● **What needs to be done**
Please report how many lines of the following entries hold the word "marker", giving the number alone.

● **Listed entries**
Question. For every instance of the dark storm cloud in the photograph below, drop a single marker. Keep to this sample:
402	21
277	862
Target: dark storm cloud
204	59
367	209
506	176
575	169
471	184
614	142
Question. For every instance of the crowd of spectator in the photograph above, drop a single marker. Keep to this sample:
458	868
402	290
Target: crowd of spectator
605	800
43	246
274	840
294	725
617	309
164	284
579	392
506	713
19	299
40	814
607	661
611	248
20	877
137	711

● **Answer for this exercise**
2